§ **YOUR ASSIGNMENT**
Return only the count of lines in the listing below where the word "siding" appears.

§ **DATA SUPPLIED**
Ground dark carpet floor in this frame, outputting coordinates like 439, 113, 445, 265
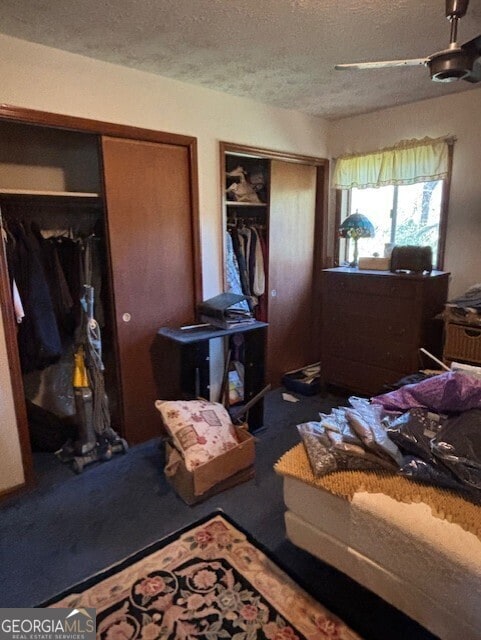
0, 388, 436, 640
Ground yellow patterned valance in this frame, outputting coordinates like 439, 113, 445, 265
333, 136, 455, 190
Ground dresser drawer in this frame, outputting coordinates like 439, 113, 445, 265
322, 328, 415, 371
324, 272, 417, 300
323, 290, 417, 323
322, 355, 409, 396
323, 311, 413, 346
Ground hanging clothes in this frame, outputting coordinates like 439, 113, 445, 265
1, 226, 25, 323
9, 220, 63, 372
55, 236, 85, 328
33, 225, 76, 341
251, 227, 265, 297
2, 206, 102, 374
225, 231, 250, 312
246, 226, 257, 295
230, 227, 253, 311
255, 228, 268, 322
84, 235, 105, 327
20, 233, 96, 419
12, 279, 25, 324
228, 219, 268, 319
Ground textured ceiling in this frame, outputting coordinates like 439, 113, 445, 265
1, 0, 481, 119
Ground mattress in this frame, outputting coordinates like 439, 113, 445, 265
284, 476, 481, 640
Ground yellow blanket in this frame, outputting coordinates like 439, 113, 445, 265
275, 443, 481, 539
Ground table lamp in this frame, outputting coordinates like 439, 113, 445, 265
339, 211, 375, 267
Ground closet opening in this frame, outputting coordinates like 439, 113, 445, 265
0, 120, 120, 480
221, 142, 329, 388
0, 106, 201, 498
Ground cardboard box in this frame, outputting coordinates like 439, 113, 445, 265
164, 426, 255, 504
358, 256, 391, 270
282, 362, 321, 396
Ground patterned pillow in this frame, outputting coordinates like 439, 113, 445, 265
155, 399, 239, 471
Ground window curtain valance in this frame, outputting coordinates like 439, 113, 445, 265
332, 136, 455, 190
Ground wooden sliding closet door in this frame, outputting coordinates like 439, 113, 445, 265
267, 160, 317, 385
102, 137, 197, 444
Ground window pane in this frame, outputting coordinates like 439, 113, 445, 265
341, 180, 443, 266
394, 181, 441, 259
350, 186, 394, 260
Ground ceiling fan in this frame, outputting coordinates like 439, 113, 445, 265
335, 0, 481, 83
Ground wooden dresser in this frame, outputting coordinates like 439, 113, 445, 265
321, 267, 450, 396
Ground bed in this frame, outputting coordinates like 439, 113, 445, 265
276, 445, 481, 640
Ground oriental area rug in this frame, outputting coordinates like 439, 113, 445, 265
46, 512, 360, 640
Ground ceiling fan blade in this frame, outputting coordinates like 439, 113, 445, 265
461, 33, 481, 55
461, 33, 481, 83
335, 58, 427, 71
463, 58, 481, 83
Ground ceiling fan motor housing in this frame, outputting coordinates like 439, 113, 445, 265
428, 47, 472, 81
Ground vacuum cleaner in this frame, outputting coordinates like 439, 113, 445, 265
56, 285, 128, 473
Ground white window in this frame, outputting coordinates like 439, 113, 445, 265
333, 136, 454, 270
340, 180, 444, 267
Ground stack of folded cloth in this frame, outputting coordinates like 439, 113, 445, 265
444, 283, 481, 325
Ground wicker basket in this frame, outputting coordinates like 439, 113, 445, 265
444, 322, 481, 365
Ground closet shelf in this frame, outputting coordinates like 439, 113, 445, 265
0, 189, 103, 207
225, 201, 267, 207
0, 188, 100, 197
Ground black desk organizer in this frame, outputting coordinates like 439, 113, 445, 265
153, 321, 268, 431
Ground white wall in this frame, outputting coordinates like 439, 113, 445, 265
0, 34, 329, 492
327, 87, 481, 298
0, 309, 24, 491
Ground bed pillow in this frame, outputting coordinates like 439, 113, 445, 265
155, 399, 239, 471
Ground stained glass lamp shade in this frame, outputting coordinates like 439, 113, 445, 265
339, 211, 375, 267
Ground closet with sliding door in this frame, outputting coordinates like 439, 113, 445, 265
0, 107, 201, 492
221, 142, 329, 387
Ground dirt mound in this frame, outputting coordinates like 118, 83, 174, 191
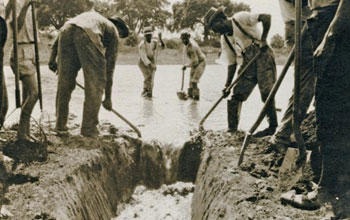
192, 129, 348, 219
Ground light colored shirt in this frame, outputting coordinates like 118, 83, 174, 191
216, 34, 238, 65
138, 39, 158, 66
279, 0, 312, 22
309, 0, 339, 10
231, 11, 261, 51
184, 38, 206, 68
66, 11, 118, 56
7, 0, 34, 43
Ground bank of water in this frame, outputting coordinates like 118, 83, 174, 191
4, 65, 295, 142
3, 65, 295, 219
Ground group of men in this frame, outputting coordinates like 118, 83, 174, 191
138, 27, 206, 100
203, 0, 350, 211
0, 0, 349, 211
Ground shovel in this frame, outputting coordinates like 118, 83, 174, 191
177, 69, 188, 100
279, 0, 309, 190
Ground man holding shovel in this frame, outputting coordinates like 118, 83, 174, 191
203, 7, 278, 136
180, 31, 206, 100
138, 26, 165, 98
48, 11, 128, 137
6, 0, 38, 142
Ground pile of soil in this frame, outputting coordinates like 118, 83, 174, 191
192, 112, 350, 219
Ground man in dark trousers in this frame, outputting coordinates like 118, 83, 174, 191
48, 10, 128, 137
203, 7, 278, 136
314, 0, 350, 209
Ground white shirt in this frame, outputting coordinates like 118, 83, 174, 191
139, 39, 158, 66
279, 0, 312, 22
232, 12, 261, 51
216, 34, 238, 65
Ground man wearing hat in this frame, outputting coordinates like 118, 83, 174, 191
180, 31, 206, 100
138, 26, 165, 98
203, 7, 278, 136
48, 10, 129, 137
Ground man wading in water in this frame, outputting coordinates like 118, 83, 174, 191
138, 26, 165, 98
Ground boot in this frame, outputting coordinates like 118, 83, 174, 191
193, 88, 200, 100
141, 88, 148, 96
227, 99, 242, 132
187, 88, 193, 98
254, 101, 278, 138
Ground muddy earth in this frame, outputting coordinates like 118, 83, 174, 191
0, 111, 349, 219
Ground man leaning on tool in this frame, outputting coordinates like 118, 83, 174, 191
6, 0, 38, 142
138, 26, 165, 98
48, 10, 129, 137
180, 31, 206, 100
203, 7, 278, 136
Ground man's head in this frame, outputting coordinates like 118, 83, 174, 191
143, 26, 153, 43
180, 31, 190, 45
202, 7, 230, 35
108, 16, 129, 38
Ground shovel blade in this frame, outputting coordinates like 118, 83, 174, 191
177, 91, 188, 100
279, 148, 312, 191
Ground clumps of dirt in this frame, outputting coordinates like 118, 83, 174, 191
300, 111, 318, 151
192, 129, 342, 220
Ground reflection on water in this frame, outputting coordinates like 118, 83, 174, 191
3, 65, 296, 143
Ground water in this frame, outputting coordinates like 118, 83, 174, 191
3, 65, 295, 142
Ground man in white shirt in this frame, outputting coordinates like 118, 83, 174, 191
180, 31, 206, 100
138, 26, 165, 98
203, 7, 278, 136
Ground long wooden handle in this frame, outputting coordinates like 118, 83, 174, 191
31, 2, 43, 110
76, 82, 142, 138
12, 0, 21, 108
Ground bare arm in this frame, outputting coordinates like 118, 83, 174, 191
258, 14, 271, 42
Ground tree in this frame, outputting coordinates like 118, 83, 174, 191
171, 0, 250, 40
95, 0, 171, 34
37, 0, 93, 30
270, 34, 285, 49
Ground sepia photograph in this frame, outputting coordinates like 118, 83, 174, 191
0, 0, 349, 219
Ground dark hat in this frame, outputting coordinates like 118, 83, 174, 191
180, 30, 191, 39
202, 6, 225, 29
108, 16, 129, 38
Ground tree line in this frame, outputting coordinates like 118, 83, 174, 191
37, 0, 285, 49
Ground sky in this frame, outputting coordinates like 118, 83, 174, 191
169, 0, 285, 40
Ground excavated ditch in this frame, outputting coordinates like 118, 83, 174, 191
0, 129, 202, 220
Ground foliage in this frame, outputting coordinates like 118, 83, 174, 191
37, 0, 94, 30
165, 38, 182, 50
94, 0, 171, 34
125, 32, 139, 47
270, 34, 285, 49
171, 0, 250, 39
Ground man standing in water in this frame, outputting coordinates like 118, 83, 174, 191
6, 0, 38, 142
48, 10, 128, 137
180, 31, 206, 100
138, 26, 165, 98
203, 7, 278, 136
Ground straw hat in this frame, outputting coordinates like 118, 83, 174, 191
143, 27, 153, 36
202, 6, 225, 29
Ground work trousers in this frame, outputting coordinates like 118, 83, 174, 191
274, 6, 338, 141
56, 24, 106, 136
189, 60, 206, 87
229, 44, 277, 129
138, 59, 155, 93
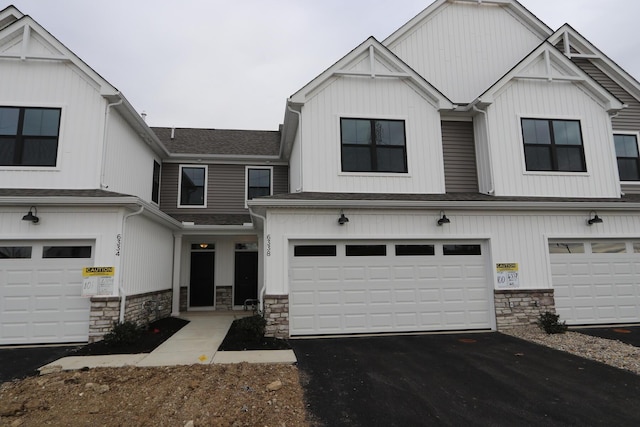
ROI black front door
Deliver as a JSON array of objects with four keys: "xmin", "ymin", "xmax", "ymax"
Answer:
[
  {"xmin": 234, "ymin": 251, "xmax": 258, "ymax": 306},
  {"xmin": 190, "ymin": 251, "xmax": 215, "ymax": 307}
]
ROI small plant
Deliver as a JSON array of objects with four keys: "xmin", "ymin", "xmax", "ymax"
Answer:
[
  {"xmin": 537, "ymin": 312, "xmax": 568, "ymax": 334},
  {"xmin": 233, "ymin": 314, "xmax": 267, "ymax": 341},
  {"xmin": 103, "ymin": 320, "xmax": 143, "ymax": 347}
]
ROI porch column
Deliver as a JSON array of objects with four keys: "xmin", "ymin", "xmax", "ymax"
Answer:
[{"xmin": 171, "ymin": 234, "xmax": 182, "ymax": 316}]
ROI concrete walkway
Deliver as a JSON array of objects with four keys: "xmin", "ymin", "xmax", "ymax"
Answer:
[{"xmin": 39, "ymin": 312, "xmax": 296, "ymax": 373}]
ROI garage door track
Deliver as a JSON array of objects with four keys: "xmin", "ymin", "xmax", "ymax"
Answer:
[{"xmin": 291, "ymin": 332, "xmax": 640, "ymax": 426}]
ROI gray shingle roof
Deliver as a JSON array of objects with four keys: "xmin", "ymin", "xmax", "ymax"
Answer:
[
  {"xmin": 168, "ymin": 213, "xmax": 251, "ymax": 226},
  {"xmin": 258, "ymin": 191, "xmax": 640, "ymax": 204},
  {"xmin": 152, "ymin": 127, "xmax": 281, "ymax": 156},
  {"xmin": 0, "ymin": 189, "xmax": 131, "ymax": 197}
]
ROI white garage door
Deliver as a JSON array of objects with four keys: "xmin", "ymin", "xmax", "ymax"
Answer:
[
  {"xmin": 0, "ymin": 241, "xmax": 94, "ymax": 344},
  {"xmin": 550, "ymin": 240, "xmax": 640, "ymax": 325},
  {"xmin": 289, "ymin": 241, "xmax": 491, "ymax": 335}
]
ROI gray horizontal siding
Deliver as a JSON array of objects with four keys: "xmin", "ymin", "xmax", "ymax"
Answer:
[
  {"xmin": 572, "ymin": 58, "xmax": 640, "ymax": 132},
  {"xmin": 160, "ymin": 163, "xmax": 289, "ymax": 214},
  {"xmin": 442, "ymin": 121, "xmax": 479, "ymax": 193}
]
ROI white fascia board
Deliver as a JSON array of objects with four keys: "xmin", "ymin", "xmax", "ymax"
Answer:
[
  {"xmin": 480, "ymin": 43, "xmax": 624, "ymax": 112},
  {"xmin": 178, "ymin": 225, "xmax": 257, "ymax": 236},
  {"xmin": 383, "ymin": 0, "xmax": 551, "ymax": 47},
  {"xmin": 164, "ymin": 154, "xmax": 283, "ymax": 163},
  {"xmin": 548, "ymin": 25, "xmax": 640, "ymax": 103},
  {"xmin": 248, "ymin": 198, "xmax": 640, "ymax": 212}
]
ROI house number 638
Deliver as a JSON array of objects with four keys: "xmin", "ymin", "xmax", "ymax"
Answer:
[{"xmin": 266, "ymin": 234, "xmax": 271, "ymax": 256}]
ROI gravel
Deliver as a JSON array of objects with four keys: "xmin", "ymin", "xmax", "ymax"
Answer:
[{"xmin": 503, "ymin": 326, "xmax": 640, "ymax": 375}]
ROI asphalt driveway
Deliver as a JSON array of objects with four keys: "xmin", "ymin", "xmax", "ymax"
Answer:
[
  {"xmin": 0, "ymin": 345, "xmax": 80, "ymax": 383},
  {"xmin": 572, "ymin": 326, "xmax": 640, "ymax": 347},
  {"xmin": 291, "ymin": 332, "xmax": 640, "ymax": 426}
]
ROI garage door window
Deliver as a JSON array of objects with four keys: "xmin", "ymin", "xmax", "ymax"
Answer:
[
  {"xmin": 294, "ymin": 245, "xmax": 337, "ymax": 257},
  {"xmin": 443, "ymin": 244, "xmax": 481, "ymax": 256},
  {"xmin": 395, "ymin": 245, "xmax": 435, "ymax": 256},
  {"xmin": 346, "ymin": 245, "xmax": 387, "ymax": 256},
  {"xmin": 548, "ymin": 243, "xmax": 584, "ymax": 254},
  {"xmin": 0, "ymin": 246, "xmax": 32, "ymax": 258},
  {"xmin": 591, "ymin": 242, "xmax": 626, "ymax": 253},
  {"xmin": 43, "ymin": 246, "xmax": 91, "ymax": 258}
]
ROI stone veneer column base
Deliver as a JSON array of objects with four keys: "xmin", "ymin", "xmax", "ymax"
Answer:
[
  {"xmin": 264, "ymin": 295, "xmax": 289, "ymax": 339},
  {"xmin": 216, "ymin": 286, "xmax": 233, "ymax": 310},
  {"xmin": 494, "ymin": 289, "xmax": 555, "ymax": 330},
  {"xmin": 88, "ymin": 289, "xmax": 173, "ymax": 343},
  {"xmin": 180, "ymin": 287, "xmax": 188, "ymax": 312}
]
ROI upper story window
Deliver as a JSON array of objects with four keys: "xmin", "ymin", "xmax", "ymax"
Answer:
[
  {"xmin": 521, "ymin": 118, "xmax": 586, "ymax": 172},
  {"xmin": 341, "ymin": 118, "xmax": 407, "ymax": 173},
  {"xmin": 0, "ymin": 107, "xmax": 61, "ymax": 166},
  {"xmin": 614, "ymin": 134, "xmax": 640, "ymax": 181},
  {"xmin": 179, "ymin": 165, "xmax": 206, "ymax": 207},
  {"xmin": 246, "ymin": 167, "xmax": 272, "ymax": 203},
  {"xmin": 152, "ymin": 161, "xmax": 161, "ymax": 204}
]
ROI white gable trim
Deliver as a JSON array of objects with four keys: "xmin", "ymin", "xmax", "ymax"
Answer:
[
  {"xmin": 478, "ymin": 42, "xmax": 624, "ymax": 112},
  {"xmin": 289, "ymin": 37, "xmax": 452, "ymax": 110},
  {"xmin": 383, "ymin": 0, "xmax": 551, "ymax": 48},
  {"xmin": 548, "ymin": 25, "xmax": 640, "ymax": 104}
]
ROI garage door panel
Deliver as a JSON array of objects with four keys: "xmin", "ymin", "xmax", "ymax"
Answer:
[
  {"xmin": 290, "ymin": 240, "xmax": 491, "ymax": 335},
  {"xmin": 551, "ymin": 240, "xmax": 640, "ymax": 325}
]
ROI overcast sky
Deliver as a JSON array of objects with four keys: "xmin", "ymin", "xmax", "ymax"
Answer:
[{"xmin": 4, "ymin": 0, "xmax": 639, "ymax": 130}]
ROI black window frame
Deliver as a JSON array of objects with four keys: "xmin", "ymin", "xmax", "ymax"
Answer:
[
  {"xmin": 247, "ymin": 167, "xmax": 272, "ymax": 201},
  {"xmin": 294, "ymin": 245, "xmax": 337, "ymax": 257},
  {"xmin": 43, "ymin": 246, "xmax": 92, "ymax": 259},
  {"xmin": 614, "ymin": 134, "xmax": 640, "ymax": 181},
  {"xmin": 0, "ymin": 106, "xmax": 62, "ymax": 167},
  {"xmin": 345, "ymin": 245, "xmax": 387, "ymax": 257},
  {"xmin": 152, "ymin": 160, "xmax": 161, "ymax": 204},
  {"xmin": 340, "ymin": 118, "xmax": 408, "ymax": 173},
  {"xmin": 521, "ymin": 118, "xmax": 586, "ymax": 172},
  {"xmin": 179, "ymin": 165, "xmax": 206, "ymax": 207}
]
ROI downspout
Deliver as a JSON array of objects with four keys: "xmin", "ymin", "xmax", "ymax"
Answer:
[
  {"xmin": 118, "ymin": 206, "xmax": 144, "ymax": 323},
  {"xmin": 248, "ymin": 207, "xmax": 268, "ymax": 313},
  {"xmin": 101, "ymin": 95, "xmax": 124, "ymax": 189},
  {"xmin": 472, "ymin": 105, "xmax": 495, "ymax": 195},
  {"xmin": 286, "ymin": 102, "xmax": 303, "ymax": 192}
]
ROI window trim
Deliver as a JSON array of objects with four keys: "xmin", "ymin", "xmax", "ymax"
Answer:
[
  {"xmin": 0, "ymin": 105, "xmax": 63, "ymax": 169},
  {"xmin": 152, "ymin": 160, "xmax": 161, "ymax": 204},
  {"xmin": 245, "ymin": 166, "xmax": 273, "ymax": 208},
  {"xmin": 339, "ymin": 117, "xmax": 409, "ymax": 174},
  {"xmin": 519, "ymin": 116, "xmax": 587, "ymax": 174},
  {"xmin": 614, "ymin": 131, "xmax": 640, "ymax": 182},
  {"xmin": 178, "ymin": 164, "xmax": 208, "ymax": 208}
]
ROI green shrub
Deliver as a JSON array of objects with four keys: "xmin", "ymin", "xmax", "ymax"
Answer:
[
  {"xmin": 537, "ymin": 312, "xmax": 568, "ymax": 334},
  {"xmin": 233, "ymin": 315, "xmax": 266, "ymax": 341},
  {"xmin": 103, "ymin": 320, "xmax": 143, "ymax": 347}
]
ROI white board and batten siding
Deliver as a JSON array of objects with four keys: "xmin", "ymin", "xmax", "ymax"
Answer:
[
  {"xmin": 0, "ymin": 59, "xmax": 106, "ymax": 189},
  {"xmin": 385, "ymin": 1, "xmax": 546, "ymax": 103},
  {"xmin": 300, "ymin": 76, "xmax": 445, "ymax": 194},
  {"xmin": 289, "ymin": 240, "xmax": 491, "ymax": 335},
  {"xmin": 487, "ymin": 79, "xmax": 621, "ymax": 198}
]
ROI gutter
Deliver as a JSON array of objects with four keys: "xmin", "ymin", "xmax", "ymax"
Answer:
[
  {"xmin": 248, "ymin": 207, "xmax": 268, "ymax": 313},
  {"xmin": 100, "ymin": 95, "xmax": 123, "ymax": 189},
  {"xmin": 118, "ymin": 206, "xmax": 144, "ymax": 323},
  {"xmin": 286, "ymin": 101, "xmax": 303, "ymax": 192},
  {"xmin": 247, "ymin": 198, "xmax": 640, "ymax": 212}
]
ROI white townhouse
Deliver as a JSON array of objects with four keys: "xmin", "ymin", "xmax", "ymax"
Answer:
[
  {"xmin": 2, "ymin": 0, "xmax": 640, "ymax": 345},
  {"xmin": 252, "ymin": 0, "xmax": 640, "ymax": 337}
]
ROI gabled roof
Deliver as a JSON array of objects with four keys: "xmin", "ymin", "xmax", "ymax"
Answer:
[
  {"xmin": 547, "ymin": 24, "xmax": 640, "ymax": 103},
  {"xmin": 476, "ymin": 41, "xmax": 624, "ymax": 112},
  {"xmin": 383, "ymin": 0, "xmax": 552, "ymax": 47},
  {"xmin": 288, "ymin": 36, "xmax": 452, "ymax": 110},
  {"xmin": 152, "ymin": 127, "xmax": 281, "ymax": 158},
  {"xmin": 0, "ymin": 7, "xmax": 168, "ymax": 157}
]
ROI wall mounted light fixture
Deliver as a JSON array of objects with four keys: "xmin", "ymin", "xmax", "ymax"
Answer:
[
  {"xmin": 437, "ymin": 211, "xmax": 450, "ymax": 226},
  {"xmin": 587, "ymin": 211, "xmax": 603, "ymax": 226},
  {"xmin": 338, "ymin": 210, "xmax": 349, "ymax": 225},
  {"xmin": 22, "ymin": 206, "xmax": 39, "ymax": 224}
]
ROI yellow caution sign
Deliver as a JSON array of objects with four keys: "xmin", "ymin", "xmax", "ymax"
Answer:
[{"xmin": 83, "ymin": 267, "xmax": 115, "ymax": 277}]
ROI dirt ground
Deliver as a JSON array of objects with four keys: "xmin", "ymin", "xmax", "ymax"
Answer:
[{"xmin": 0, "ymin": 363, "xmax": 310, "ymax": 427}]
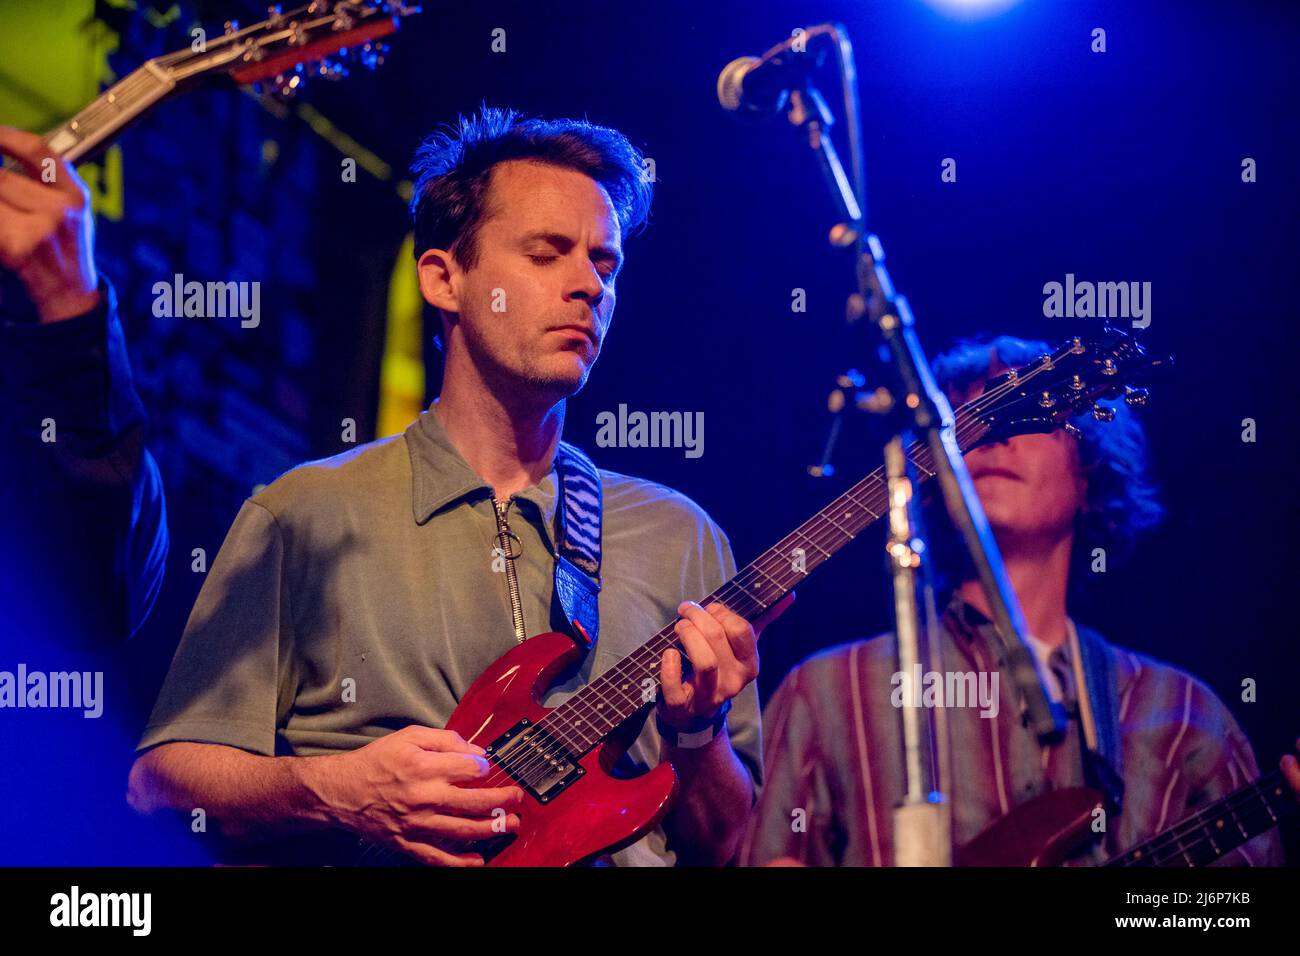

§ **COMPLETED TASK**
2